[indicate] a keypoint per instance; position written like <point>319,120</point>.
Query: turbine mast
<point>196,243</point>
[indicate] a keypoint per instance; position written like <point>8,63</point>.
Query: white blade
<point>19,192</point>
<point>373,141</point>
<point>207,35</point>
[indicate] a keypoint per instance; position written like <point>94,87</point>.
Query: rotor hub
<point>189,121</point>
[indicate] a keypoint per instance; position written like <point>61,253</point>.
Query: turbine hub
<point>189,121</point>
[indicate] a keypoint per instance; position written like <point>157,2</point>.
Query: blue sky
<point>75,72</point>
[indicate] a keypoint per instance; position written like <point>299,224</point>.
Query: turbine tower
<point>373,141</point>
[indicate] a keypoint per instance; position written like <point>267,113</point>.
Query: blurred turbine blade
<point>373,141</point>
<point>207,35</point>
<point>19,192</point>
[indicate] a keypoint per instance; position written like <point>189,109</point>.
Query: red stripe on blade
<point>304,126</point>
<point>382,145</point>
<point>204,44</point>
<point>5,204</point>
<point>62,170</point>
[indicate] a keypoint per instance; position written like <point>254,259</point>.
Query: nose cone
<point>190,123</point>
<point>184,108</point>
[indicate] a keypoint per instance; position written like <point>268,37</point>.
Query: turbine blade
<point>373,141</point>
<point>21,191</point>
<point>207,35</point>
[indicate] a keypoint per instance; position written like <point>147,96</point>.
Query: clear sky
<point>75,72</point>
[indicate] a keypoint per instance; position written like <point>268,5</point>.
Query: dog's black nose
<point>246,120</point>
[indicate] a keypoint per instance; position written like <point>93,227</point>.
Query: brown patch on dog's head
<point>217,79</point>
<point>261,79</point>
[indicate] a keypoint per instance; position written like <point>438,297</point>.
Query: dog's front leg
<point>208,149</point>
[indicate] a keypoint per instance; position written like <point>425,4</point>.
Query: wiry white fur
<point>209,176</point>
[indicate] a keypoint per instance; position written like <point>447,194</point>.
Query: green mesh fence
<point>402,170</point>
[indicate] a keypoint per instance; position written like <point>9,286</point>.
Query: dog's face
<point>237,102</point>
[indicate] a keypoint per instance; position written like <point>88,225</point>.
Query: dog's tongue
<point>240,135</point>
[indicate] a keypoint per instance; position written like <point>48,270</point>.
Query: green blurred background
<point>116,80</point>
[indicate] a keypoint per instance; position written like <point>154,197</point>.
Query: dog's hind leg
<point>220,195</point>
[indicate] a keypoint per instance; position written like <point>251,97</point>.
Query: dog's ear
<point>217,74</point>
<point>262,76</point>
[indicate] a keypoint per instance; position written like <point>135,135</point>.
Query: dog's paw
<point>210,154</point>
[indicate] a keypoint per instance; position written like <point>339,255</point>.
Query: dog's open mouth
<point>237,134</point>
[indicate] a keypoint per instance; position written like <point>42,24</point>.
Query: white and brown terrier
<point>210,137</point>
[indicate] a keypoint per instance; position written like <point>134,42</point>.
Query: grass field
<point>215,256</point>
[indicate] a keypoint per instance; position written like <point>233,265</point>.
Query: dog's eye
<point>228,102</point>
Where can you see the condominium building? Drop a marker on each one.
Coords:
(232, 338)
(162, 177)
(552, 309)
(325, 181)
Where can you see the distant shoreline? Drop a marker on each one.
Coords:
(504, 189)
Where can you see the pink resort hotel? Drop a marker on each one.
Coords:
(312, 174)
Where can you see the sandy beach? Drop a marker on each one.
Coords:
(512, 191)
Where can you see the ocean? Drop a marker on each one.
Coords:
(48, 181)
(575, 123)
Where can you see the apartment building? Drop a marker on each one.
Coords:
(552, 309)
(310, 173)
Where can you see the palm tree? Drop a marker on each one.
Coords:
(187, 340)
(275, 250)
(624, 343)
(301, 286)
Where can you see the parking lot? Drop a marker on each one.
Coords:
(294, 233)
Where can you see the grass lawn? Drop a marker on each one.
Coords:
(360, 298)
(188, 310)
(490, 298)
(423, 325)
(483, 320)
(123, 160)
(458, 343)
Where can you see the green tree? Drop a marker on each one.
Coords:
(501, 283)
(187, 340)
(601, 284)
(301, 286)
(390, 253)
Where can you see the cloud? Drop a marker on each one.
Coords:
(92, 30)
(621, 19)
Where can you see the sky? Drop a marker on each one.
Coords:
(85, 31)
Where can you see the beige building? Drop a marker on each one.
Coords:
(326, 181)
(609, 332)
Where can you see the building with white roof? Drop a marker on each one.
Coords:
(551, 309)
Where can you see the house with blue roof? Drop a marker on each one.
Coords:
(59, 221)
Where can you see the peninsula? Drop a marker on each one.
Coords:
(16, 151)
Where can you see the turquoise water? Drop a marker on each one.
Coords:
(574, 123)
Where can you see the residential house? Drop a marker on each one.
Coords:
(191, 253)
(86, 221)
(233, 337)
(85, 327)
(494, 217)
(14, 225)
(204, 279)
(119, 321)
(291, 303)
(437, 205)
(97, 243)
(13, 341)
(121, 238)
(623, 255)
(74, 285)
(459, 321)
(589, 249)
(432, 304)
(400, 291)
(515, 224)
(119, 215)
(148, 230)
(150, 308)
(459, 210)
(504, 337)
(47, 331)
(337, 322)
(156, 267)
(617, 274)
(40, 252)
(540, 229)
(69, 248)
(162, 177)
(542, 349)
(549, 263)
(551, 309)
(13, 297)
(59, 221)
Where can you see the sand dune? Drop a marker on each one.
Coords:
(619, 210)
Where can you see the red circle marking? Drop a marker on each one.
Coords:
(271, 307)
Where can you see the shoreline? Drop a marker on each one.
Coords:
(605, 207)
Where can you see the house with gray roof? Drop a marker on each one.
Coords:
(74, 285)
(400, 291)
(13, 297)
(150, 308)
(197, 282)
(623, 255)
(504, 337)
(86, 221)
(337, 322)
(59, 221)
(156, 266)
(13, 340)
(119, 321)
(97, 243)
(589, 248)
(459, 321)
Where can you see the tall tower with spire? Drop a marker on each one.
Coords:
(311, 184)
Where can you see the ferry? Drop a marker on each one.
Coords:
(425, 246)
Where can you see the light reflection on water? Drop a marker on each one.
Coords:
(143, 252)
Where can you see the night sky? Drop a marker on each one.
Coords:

Try it — Go through the records above, find each line with the string "tree", and copy it.

Answer area —
Where can you see the palm tree? Drop a marker on each one.
Where can you see the green tree? Drop a marker on each one.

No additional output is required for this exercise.